Give the material below again, from the line containing "Where can you find the patchy" through the line containing "point(264, 194)", inclusive, with "window frame" switched to "window casing" and all else unchanged.

--*--

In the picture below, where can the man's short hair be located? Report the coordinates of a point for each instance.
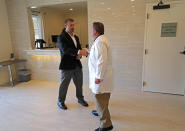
(99, 27)
(69, 19)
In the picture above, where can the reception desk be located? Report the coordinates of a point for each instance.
(44, 65)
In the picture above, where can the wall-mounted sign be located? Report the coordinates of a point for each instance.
(168, 29)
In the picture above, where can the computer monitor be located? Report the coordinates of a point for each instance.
(54, 38)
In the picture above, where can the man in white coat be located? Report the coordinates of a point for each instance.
(101, 75)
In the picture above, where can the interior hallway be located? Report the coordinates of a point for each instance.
(32, 107)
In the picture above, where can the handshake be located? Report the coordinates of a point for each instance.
(82, 52)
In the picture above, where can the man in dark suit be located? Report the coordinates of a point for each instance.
(70, 65)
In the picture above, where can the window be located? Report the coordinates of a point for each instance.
(37, 26)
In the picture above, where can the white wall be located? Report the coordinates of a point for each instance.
(5, 41)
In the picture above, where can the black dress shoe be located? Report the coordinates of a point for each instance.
(62, 105)
(95, 113)
(83, 103)
(105, 129)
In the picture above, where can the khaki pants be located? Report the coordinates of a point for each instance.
(102, 102)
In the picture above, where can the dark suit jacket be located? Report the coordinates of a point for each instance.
(68, 51)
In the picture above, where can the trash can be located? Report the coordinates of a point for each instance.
(24, 75)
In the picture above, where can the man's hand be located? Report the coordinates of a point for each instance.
(98, 81)
(79, 57)
(83, 52)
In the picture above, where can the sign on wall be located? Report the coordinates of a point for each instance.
(168, 29)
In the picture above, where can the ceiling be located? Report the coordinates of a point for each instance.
(80, 6)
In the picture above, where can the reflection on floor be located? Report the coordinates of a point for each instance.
(32, 107)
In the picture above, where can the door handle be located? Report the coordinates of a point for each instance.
(182, 52)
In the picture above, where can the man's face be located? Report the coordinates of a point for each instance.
(70, 26)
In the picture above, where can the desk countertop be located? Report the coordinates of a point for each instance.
(52, 51)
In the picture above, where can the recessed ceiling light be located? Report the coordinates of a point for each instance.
(33, 7)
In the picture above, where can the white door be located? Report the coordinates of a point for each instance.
(164, 66)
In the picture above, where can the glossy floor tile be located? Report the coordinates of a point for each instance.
(32, 107)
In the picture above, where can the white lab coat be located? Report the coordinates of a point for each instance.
(100, 66)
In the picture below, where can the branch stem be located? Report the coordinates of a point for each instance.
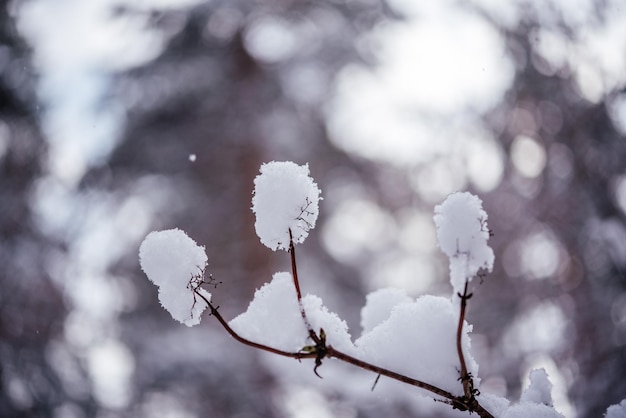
(296, 283)
(466, 379)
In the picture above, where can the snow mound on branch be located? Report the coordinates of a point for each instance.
(419, 340)
(540, 389)
(273, 318)
(285, 198)
(462, 234)
(531, 409)
(616, 411)
(175, 264)
(378, 306)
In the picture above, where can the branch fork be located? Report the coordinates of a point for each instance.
(320, 350)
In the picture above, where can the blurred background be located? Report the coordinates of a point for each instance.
(119, 117)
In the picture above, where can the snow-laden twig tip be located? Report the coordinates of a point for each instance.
(285, 198)
(462, 234)
(175, 264)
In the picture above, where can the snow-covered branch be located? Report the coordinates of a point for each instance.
(426, 337)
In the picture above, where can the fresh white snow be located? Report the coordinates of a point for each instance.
(175, 264)
(462, 233)
(285, 198)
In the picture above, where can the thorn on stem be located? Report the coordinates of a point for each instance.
(375, 382)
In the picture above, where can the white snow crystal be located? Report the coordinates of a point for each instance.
(285, 198)
(616, 411)
(540, 389)
(378, 306)
(273, 318)
(419, 340)
(462, 234)
(174, 263)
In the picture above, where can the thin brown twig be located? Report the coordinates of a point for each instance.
(466, 378)
(215, 312)
(294, 272)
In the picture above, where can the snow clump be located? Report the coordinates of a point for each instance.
(175, 264)
(419, 339)
(285, 198)
(462, 233)
(273, 318)
(616, 411)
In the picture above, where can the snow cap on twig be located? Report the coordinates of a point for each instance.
(175, 264)
(462, 233)
(285, 198)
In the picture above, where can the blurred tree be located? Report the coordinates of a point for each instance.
(32, 308)
(242, 82)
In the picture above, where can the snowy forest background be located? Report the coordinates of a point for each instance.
(120, 117)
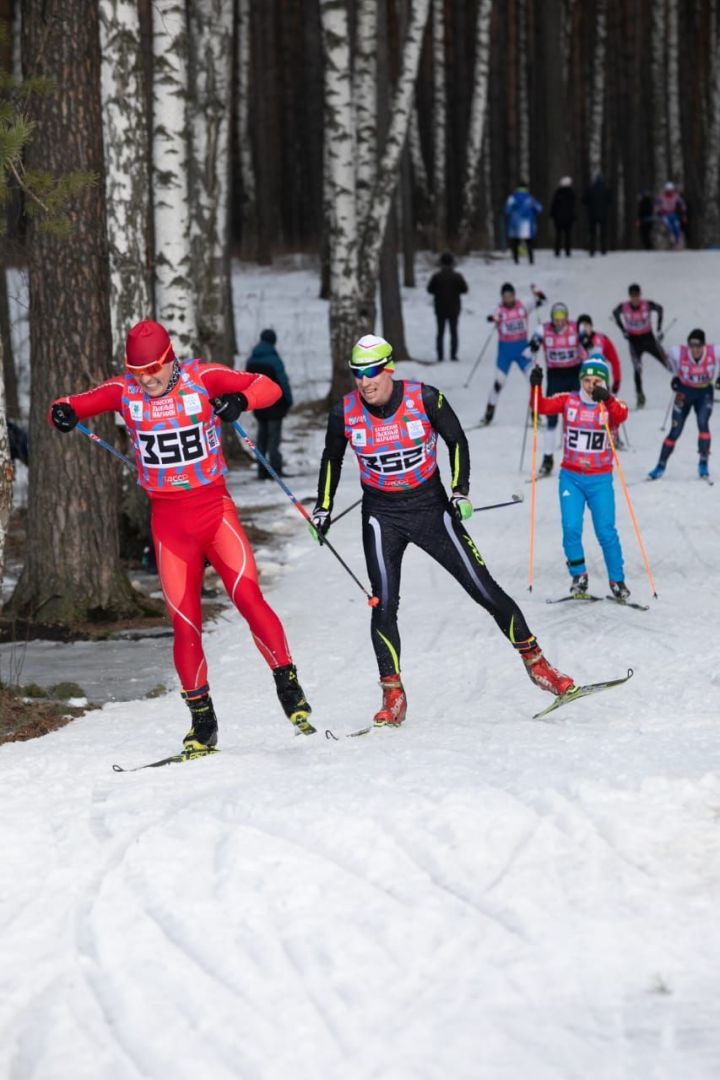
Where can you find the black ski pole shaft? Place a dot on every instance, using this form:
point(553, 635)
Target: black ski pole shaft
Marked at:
point(496, 505)
point(106, 446)
point(372, 601)
point(476, 364)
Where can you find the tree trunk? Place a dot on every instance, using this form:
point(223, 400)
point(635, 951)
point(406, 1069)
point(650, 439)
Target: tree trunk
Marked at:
point(675, 133)
point(478, 112)
point(247, 184)
point(597, 107)
point(659, 119)
point(211, 69)
point(124, 126)
point(9, 373)
point(71, 571)
point(174, 285)
point(345, 323)
point(5, 475)
point(439, 129)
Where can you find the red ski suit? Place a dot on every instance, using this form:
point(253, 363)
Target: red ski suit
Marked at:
point(180, 464)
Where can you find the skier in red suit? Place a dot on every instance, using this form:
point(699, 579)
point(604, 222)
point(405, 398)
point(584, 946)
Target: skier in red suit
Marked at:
point(171, 408)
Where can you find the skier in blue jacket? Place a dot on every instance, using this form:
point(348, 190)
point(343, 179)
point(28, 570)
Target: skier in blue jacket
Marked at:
point(521, 213)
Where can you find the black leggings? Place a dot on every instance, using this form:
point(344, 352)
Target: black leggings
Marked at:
point(435, 530)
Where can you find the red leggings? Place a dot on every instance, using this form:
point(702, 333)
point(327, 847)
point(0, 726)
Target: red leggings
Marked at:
point(188, 528)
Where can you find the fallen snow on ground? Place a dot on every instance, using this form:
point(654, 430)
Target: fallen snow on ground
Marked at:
point(477, 895)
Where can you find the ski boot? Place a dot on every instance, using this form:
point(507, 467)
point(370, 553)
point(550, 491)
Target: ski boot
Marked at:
point(394, 703)
point(202, 736)
point(546, 467)
point(579, 584)
point(543, 674)
point(293, 699)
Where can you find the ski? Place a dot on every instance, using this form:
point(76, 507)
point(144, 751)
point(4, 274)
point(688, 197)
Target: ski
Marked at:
point(582, 691)
point(574, 596)
point(349, 734)
point(638, 607)
point(185, 755)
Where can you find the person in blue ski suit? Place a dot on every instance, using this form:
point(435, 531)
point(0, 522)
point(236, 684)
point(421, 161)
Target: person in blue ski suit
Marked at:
point(585, 475)
point(521, 213)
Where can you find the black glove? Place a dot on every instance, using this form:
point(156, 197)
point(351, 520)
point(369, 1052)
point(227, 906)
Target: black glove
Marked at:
point(229, 406)
point(64, 417)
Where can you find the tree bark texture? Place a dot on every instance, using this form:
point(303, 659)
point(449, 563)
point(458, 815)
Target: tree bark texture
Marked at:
point(126, 175)
point(174, 286)
point(71, 571)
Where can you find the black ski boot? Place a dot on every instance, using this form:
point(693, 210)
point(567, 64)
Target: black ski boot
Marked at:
point(293, 699)
point(546, 467)
point(202, 736)
point(579, 585)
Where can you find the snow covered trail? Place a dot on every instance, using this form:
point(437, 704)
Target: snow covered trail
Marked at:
point(476, 895)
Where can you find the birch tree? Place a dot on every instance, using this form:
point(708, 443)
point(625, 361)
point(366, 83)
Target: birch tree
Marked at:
point(174, 289)
point(211, 68)
point(244, 142)
point(477, 116)
point(675, 134)
point(127, 184)
point(597, 102)
point(439, 126)
point(659, 94)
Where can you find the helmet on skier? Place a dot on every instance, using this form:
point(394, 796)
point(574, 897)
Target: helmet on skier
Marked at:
point(370, 355)
point(148, 348)
point(596, 364)
point(559, 313)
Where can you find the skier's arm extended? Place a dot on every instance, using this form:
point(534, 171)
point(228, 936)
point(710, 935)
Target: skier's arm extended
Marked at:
point(448, 427)
point(330, 466)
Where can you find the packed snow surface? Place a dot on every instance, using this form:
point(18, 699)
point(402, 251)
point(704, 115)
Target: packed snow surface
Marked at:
point(476, 896)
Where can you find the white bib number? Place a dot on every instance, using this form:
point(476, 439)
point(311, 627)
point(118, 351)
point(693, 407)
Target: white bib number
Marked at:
point(178, 446)
point(585, 440)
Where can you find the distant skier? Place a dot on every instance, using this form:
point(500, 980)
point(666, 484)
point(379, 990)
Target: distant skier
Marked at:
point(634, 316)
point(393, 428)
point(696, 367)
point(512, 319)
point(521, 213)
point(585, 475)
point(171, 408)
point(564, 354)
point(592, 340)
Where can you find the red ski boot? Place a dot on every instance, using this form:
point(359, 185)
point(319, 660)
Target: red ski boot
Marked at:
point(394, 702)
point(544, 675)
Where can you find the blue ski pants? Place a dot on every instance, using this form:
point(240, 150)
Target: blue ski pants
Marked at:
point(595, 490)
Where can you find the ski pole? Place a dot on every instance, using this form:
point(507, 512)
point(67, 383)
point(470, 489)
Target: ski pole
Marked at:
point(533, 467)
point(629, 503)
point(106, 446)
point(483, 350)
point(372, 601)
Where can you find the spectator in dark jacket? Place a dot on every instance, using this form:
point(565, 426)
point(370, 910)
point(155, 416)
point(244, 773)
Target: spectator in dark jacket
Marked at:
point(447, 285)
point(265, 360)
point(598, 200)
point(562, 212)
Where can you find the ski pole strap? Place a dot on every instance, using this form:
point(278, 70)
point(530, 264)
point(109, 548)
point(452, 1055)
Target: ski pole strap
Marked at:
point(372, 601)
point(106, 446)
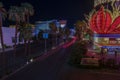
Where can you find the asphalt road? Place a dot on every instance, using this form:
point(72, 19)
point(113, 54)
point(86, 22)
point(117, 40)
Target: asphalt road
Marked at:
point(47, 68)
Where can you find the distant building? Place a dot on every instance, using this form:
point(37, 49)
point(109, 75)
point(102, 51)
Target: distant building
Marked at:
point(8, 34)
point(43, 25)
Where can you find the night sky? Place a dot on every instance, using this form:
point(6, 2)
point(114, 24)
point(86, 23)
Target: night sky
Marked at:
point(71, 10)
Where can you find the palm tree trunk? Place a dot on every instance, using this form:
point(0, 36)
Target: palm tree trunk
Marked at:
point(16, 30)
point(3, 48)
point(25, 43)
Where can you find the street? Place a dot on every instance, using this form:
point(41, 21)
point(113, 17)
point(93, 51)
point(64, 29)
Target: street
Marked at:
point(46, 69)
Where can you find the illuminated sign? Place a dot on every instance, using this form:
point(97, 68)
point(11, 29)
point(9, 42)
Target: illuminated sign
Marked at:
point(98, 2)
point(102, 22)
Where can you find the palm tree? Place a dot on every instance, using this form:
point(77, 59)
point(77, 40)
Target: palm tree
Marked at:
point(79, 27)
point(29, 11)
point(2, 16)
point(25, 34)
point(16, 14)
point(53, 28)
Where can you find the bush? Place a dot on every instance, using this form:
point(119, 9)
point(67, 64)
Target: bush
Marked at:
point(79, 50)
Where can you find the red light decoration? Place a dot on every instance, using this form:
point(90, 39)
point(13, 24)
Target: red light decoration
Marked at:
point(101, 22)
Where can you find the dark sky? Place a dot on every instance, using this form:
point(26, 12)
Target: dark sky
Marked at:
point(70, 10)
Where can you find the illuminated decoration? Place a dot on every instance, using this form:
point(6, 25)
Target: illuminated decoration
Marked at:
point(104, 21)
point(98, 2)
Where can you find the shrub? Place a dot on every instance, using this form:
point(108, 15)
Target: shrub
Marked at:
point(79, 50)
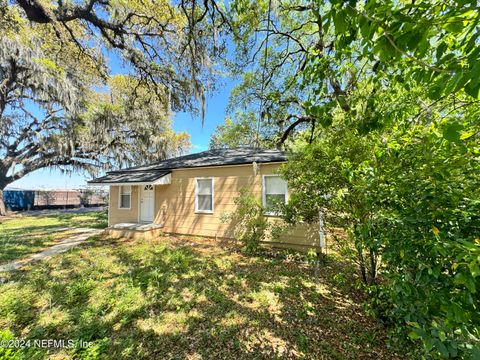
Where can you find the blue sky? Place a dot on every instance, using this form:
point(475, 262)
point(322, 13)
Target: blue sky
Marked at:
point(200, 137)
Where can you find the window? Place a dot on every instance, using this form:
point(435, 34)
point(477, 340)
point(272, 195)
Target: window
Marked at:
point(204, 195)
point(274, 193)
point(125, 197)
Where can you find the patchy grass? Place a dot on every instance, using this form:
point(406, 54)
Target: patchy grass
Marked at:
point(21, 236)
point(172, 298)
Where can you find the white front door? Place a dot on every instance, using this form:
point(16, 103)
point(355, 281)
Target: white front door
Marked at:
point(146, 203)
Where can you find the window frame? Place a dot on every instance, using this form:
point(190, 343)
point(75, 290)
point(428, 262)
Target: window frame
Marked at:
point(197, 210)
point(120, 197)
point(264, 194)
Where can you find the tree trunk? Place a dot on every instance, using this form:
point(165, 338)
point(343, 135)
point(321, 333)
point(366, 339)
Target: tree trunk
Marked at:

--*--

**Task response**
Where can you find the patchy grass? Place a dot on every instance, using this form:
point(406, 54)
Target: patchy grass
Marked at:
point(21, 236)
point(172, 298)
Where can you find the white front door? Place a dot on every instance, using this form:
point(16, 103)
point(355, 281)
Target: white front door
Marked at:
point(146, 203)
Where can you find the window casing? Place a dot on every instance, using this form:
point(190, 343)
point(75, 290)
point(428, 262)
Target: window casing
Marked at:
point(197, 210)
point(120, 197)
point(264, 194)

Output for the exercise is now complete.